• _EXERCISE PROMPT_
For this exercise, write out every entry exactly and leave the pictures out.

- - -

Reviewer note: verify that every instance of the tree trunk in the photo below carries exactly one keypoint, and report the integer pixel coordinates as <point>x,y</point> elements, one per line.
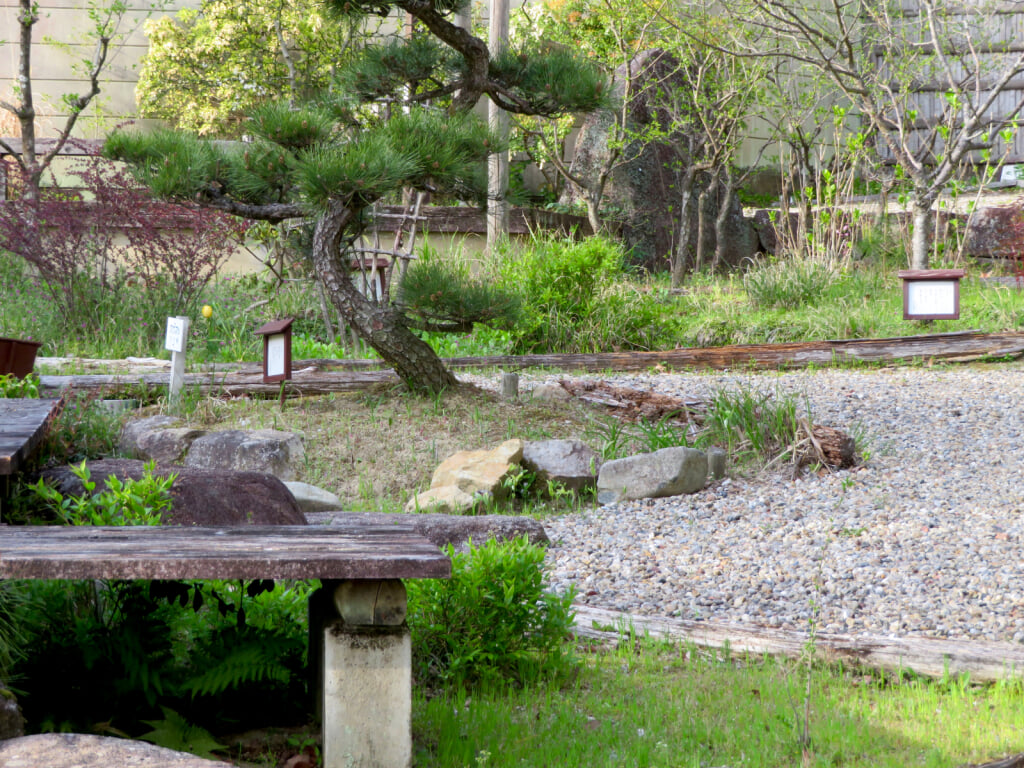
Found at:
<point>681,252</point>
<point>723,214</point>
<point>919,241</point>
<point>380,325</point>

- - -

• _TASK ANSWER_
Reviewer note: verify that every instance of the tree trunk in the photo below carries exactly one keypoint, and report the integer pixel coordinates as <point>x,y</point> elements, one per line.
Found at:
<point>681,252</point>
<point>723,214</point>
<point>919,241</point>
<point>380,325</point>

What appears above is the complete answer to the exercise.